■ **Reading text**:
▼
Apache Kafka 101

1. Events

Kafka

many use cases
⇒ start from event streaming platform

Event

What is Event?
- things that have happened combined with the description of what happend
- ⇒ notification + state
eg)
- IOT
- Business Process Change
- User Interaction
- Microservice Output
Notification
- the element of when-ness that can be used to trigger some other activity
State
- Usually small (less than a megabyte)
- normally represented in some structured format (JSON, an object serialized with Apache Avro or Protocol Buffers)

Key / Value

kafka models events as key/value pair
Internally: sequence of bytes
externally: structured objects represented in language’s type system
- (JSON, JSON Schema, Avro, or Protobuf)

3. Topics

Topic

most fundamental unit of Kafka
something like a table in a relational database

Named container for similar events

create different topics to hold
- different kinds of events
- filtered and transformed versions of the same kind of event
  - → can duplicate data between topics

A topic is a log of events

Logs
1. Append only: when writing a new message into a log, it always goes on the end
2. Can only seek by offset, not indexed
3. Immutable: once something has happened, it is difficult to make it un-happen

Topics are durable

Logs are durable
Retention is configurable
- expire data after it has reached a certain age
- topic overall reached a certain size
Logs on Kafka topics are files stored on disk
- write on event to a topic, it is durable as it would be of you had written it to any database you ever trusted.

4. Partitioning

Kafka: Distributed System
- no one topic could ever get too big
- aspire to accommodate too many reads and writes

What is Partitioning?
▲
■ **Listed entries**:
▼
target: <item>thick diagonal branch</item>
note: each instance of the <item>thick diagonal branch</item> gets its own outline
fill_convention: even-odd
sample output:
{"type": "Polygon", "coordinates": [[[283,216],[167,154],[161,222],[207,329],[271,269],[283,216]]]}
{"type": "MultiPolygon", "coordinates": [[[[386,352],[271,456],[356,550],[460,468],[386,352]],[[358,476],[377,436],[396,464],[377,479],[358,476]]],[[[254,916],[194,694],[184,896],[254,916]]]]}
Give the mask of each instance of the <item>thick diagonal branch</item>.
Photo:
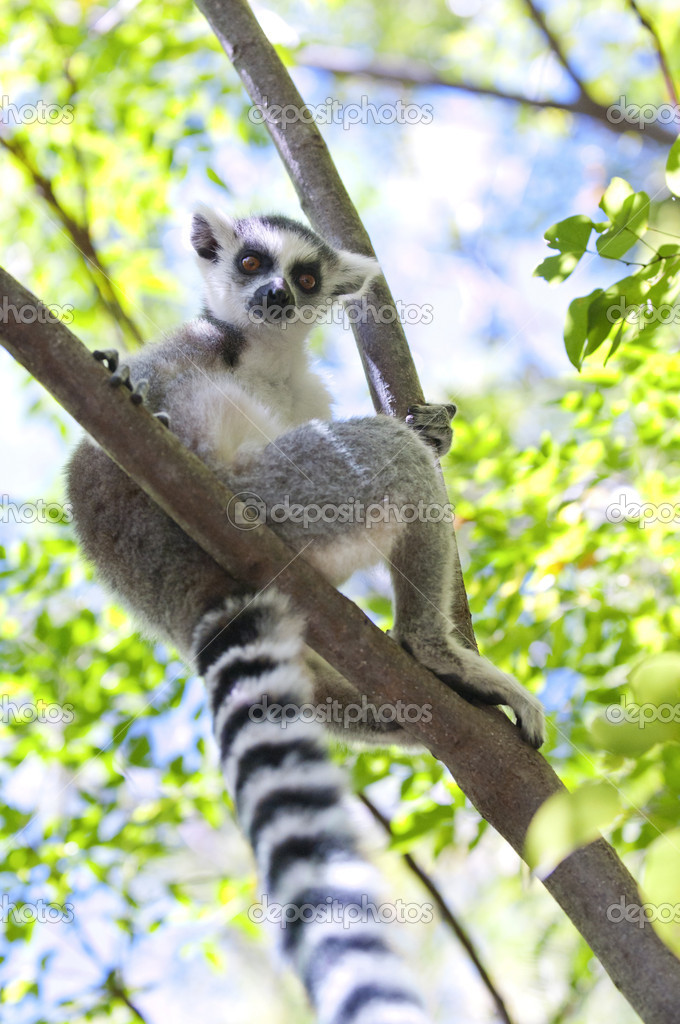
▲
■ **What to work on**:
1: In the Kafka notes, what is a topic said to be something like?
2: Reproduce every line of the records without any change, but leave out the picture.
The Kafka notes and the records have nothing to do with each other.

■ **Solution set**:
1: A table in a relational database.

2:
target: <item>thick diagonal branch</item>
note: each instance of the <item>thick diagonal branch</item> gets its own outline
fill_convention: even-odd
sample output:
{"type": "Polygon", "coordinates": [[[283,216],[167,154],[161,222],[207,329],[271,269],[283,216]]]}
{"type": "MultiPolygon", "coordinates": [[[[386,352],[271,456],[356,550],[460,468],[386,352]],[[358,476],[377,436],[396,464],[377,479],[358,476]]],[[[254,916],[194,694],[184,896],[254,916]]]]}
Give the mask of each instance of the <item>thick diagonal branch</item>.
Photo:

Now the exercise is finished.